- **Tâche**: Recopiez mot pour mot toutes les lignes de la liste, de la première à la dernière.

- **Données fournies**:
----
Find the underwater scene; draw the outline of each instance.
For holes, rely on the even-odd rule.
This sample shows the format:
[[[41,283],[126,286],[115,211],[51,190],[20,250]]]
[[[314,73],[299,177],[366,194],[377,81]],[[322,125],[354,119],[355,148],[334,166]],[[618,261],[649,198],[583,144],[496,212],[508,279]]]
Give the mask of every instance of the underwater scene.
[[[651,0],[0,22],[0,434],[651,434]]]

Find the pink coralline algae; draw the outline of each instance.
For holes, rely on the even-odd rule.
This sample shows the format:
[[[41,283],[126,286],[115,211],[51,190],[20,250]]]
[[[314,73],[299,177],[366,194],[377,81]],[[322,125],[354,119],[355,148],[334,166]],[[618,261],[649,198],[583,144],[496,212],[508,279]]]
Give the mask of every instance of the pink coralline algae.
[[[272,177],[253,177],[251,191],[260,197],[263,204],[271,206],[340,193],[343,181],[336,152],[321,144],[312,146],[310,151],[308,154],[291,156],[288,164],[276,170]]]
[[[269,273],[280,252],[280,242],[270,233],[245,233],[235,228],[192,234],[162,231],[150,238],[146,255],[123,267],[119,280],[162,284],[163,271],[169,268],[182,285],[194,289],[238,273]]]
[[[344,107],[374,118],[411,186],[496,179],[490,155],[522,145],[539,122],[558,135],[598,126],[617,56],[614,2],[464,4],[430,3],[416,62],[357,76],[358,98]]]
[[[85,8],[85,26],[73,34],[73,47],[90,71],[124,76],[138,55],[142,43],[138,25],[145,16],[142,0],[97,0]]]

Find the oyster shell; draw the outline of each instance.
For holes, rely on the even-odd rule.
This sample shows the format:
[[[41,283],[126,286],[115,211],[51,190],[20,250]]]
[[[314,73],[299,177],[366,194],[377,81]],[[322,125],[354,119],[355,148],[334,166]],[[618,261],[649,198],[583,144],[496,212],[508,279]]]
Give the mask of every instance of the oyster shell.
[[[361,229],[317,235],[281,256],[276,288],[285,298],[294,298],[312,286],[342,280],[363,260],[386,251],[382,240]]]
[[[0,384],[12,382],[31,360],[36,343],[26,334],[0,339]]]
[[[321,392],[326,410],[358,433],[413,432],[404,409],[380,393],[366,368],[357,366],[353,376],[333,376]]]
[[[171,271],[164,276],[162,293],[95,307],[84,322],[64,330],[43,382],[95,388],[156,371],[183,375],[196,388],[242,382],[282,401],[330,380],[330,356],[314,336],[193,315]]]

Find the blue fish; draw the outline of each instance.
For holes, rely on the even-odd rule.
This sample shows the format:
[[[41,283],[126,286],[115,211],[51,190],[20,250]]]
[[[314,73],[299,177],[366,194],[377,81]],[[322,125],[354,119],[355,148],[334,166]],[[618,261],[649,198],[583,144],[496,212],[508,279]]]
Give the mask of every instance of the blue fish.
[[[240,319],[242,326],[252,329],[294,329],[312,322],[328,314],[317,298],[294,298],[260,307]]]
----
- **Réponse écrite**:
Find the underwater scene; draw the outline of each instance.
For holes, rely on the even-odd rule.
This sample shows the format:
[[[41,283],[126,286],[115,211],[51,190],[20,250]]]
[[[314,73],[299,177],[366,194],[377,81]],[[322,125],[354,119],[355,148],[334,166]],[[618,261],[649,198],[583,144],[496,212],[508,279]]]
Give the mask of every instance of the underwater scene.
[[[651,0],[0,22],[0,434],[651,434]]]

Find the pink coralline algae; draw the outline of each instance.
For holes, rely on the even-odd rule.
This sample shows the format:
[[[41,283],[126,286],[115,211],[51,190],[20,250]]]
[[[314,73],[299,177],[366,194],[377,81]],[[322,125],[354,119],[355,148],[334,166]],[[618,261],[649,198],[583,144],[496,212],[508,279]]]
Give the mask of every instance of the pink coralline algae.
[[[272,177],[253,177],[251,191],[260,197],[263,204],[271,206],[340,193],[343,181],[336,152],[321,144],[312,146],[310,151],[308,154],[291,156],[288,164],[276,170]]]
[[[269,273],[280,252],[280,242],[270,233],[245,233],[235,228],[192,234],[162,231],[150,238],[146,255],[123,267],[119,280],[162,284],[163,271],[169,268],[182,285],[194,289],[238,273]]]
[[[344,107],[374,118],[411,186],[496,179],[490,155],[522,145],[539,122],[558,135],[598,126],[617,56],[614,2],[464,4],[430,3],[416,62],[357,76],[358,98]]]
[[[85,8],[85,26],[73,34],[73,47],[90,71],[124,76],[138,55],[142,43],[138,25],[145,16],[142,0],[97,0]]]

Find the oyster shell; draw the outline of each instance.
For holes, rely on the even-odd rule.
This sample shows the format:
[[[41,283],[126,286],[115,211],[51,190],[20,250]]]
[[[314,73],[299,177],[366,194],[377,81]],[[322,125],[354,119],[355,148],[334,166]],[[618,261],[649,198],[583,144],[496,212],[508,279]]]
Give the mask of every instance of the oyster shell.
[[[361,229],[317,235],[281,256],[276,288],[285,298],[294,298],[312,286],[342,280],[363,260],[386,251],[382,240]]]
[[[0,384],[12,382],[31,360],[36,343],[26,334],[0,339]]]
[[[321,392],[326,410],[358,433],[413,432],[404,409],[380,393],[366,368],[357,366],[353,376],[333,376]]]
[[[171,271],[164,276],[162,293],[95,307],[84,322],[64,330],[43,382],[95,388],[156,371],[183,375],[196,388],[242,382],[282,401],[330,380],[330,356],[314,336],[193,315]]]

Find the blue fish; draw the outline of each instance.
For holes, rely on the even-odd rule.
This sample shows the format:
[[[41,283],[126,286],[115,211],[51,190],[20,250]]]
[[[314,73],[299,177],[366,194],[377,81]],[[322,125],[354,119],[355,148],[334,166]],[[618,261],[649,198],[583,144],[496,212],[508,279]]]
Give the mask of every instance of the blue fish.
[[[240,319],[242,326],[252,329],[294,329],[312,322],[328,314],[317,298],[294,298],[260,307]]]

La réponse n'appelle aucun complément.